== Records for this task ==
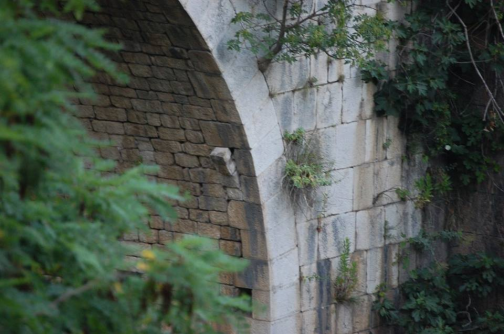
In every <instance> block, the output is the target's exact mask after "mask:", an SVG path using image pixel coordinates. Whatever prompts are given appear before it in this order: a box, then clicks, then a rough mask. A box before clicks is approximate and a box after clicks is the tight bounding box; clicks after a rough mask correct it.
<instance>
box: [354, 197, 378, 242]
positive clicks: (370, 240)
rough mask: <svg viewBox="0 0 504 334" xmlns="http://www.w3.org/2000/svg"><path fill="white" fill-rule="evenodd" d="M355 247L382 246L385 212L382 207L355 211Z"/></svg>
mask: <svg viewBox="0 0 504 334" xmlns="http://www.w3.org/2000/svg"><path fill="white" fill-rule="evenodd" d="M355 228H356V236H357V237H356V249H357V250H367V249H371V248H376V247H383V246H384V233H385V213H384V210H383V208H381V207H378V208H373V209H370V210H364V211H359V212H357V218H356V226H355Z"/></svg>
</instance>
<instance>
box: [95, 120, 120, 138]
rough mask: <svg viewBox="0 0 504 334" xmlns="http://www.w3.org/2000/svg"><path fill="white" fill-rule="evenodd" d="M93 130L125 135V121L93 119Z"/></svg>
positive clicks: (118, 134)
mask: <svg viewBox="0 0 504 334" xmlns="http://www.w3.org/2000/svg"><path fill="white" fill-rule="evenodd" d="M92 126H93V130H95V131H97V132H106V133H110V134H117V135H123V134H124V126H123V123H118V122H108V121H92Z"/></svg>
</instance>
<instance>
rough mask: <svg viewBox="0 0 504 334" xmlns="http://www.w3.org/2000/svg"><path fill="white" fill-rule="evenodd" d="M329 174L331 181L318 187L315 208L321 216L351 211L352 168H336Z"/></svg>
mask: <svg viewBox="0 0 504 334" xmlns="http://www.w3.org/2000/svg"><path fill="white" fill-rule="evenodd" d="M331 175H332V179H333V183H332V184H331V185H329V186H323V187H320V188H319V189H318V194H317V198H318V200H317V202H316V203H315V209H316V212H318V214H319V215H320V216H322V217H325V216H330V215H335V214H339V213H343V212H348V211H352V208H353V182H354V181H353V180H354V170H353V168H346V169H341V170H336V171H333V172H332V173H331Z"/></svg>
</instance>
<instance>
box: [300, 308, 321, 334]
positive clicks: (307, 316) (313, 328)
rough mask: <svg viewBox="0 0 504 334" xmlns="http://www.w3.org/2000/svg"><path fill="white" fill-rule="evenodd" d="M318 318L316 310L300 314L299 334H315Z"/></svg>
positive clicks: (316, 330) (315, 332)
mask: <svg viewBox="0 0 504 334" xmlns="http://www.w3.org/2000/svg"><path fill="white" fill-rule="evenodd" d="M317 320H318V316H317V311H316V310H310V311H305V312H302V313H301V334H317V323H318V321H317Z"/></svg>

== Task objective ==
Find each line above that contains the word "fill", matching case, and copy those lines in full.

== The answer ==
rough mask: <svg viewBox="0 0 504 334" xmlns="http://www.w3.org/2000/svg"><path fill="white" fill-rule="evenodd" d="M355 247L382 246L385 212L382 207L355 211Z"/></svg>
mask: <svg viewBox="0 0 504 334" xmlns="http://www.w3.org/2000/svg"><path fill="white" fill-rule="evenodd" d="M355 228H356V236H357V237H356V249H357V250H367V249H371V248H376V247H383V246H384V233H385V213H384V210H383V208H381V207H378V208H373V209H370V210H364V211H359V212H357V218H356V226H355Z"/></svg>
rough mask: <svg viewBox="0 0 504 334" xmlns="http://www.w3.org/2000/svg"><path fill="white" fill-rule="evenodd" d="M93 130L125 135V121L93 119Z"/></svg>
mask: <svg viewBox="0 0 504 334" xmlns="http://www.w3.org/2000/svg"><path fill="white" fill-rule="evenodd" d="M92 126H93V130H95V131H97V132H106V133H110V134H117V135H123V134H124V126H123V123H118V122H108V121H92Z"/></svg>
rough mask: <svg viewBox="0 0 504 334" xmlns="http://www.w3.org/2000/svg"><path fill="white" fill-rule="evenodd" d="M329 174L331 181L318 187L315 208L321 216L351 211L352 168H336Z"/></svg>
mask: <svg viewBox="0 0 504 334" xmlns="http://www.w3.org/2000/svg"><path fill="white" fill-rule="evenodd" d="M331 175H332V179H333V183H332V184H331V185H329V186H323V187H320V188H319V189H318V194H317V198H318V200H317V202H316V203H315V209H316V212H318V214H319V215H320V216H322V217H325V216H330V215H335V214H339V213H343V212H348V211H352V208H353V182H354V181H353V180H354V170H353V168H346V169H341V170H336V171H333V172H332V173H331Z"/></svg>
rough mask: <svg viewBox="0 0 504 334" xmlns="http://www.w3.org/2000/svg"><path fill="white" fill-rule="evenodd" d="M318 318L316 310L300 314L299 334H315Z"/></svg>
mask: <svg viewBox="0 0 504 334" xmlns="http://www.w3.org/2000/svg"><path fill="white" fill-rule="evenodd" d="M317 320H318V316H317V311H316V310H310V311H305V312H302V313H301V334H317V323H318V321H317Z"/></svg>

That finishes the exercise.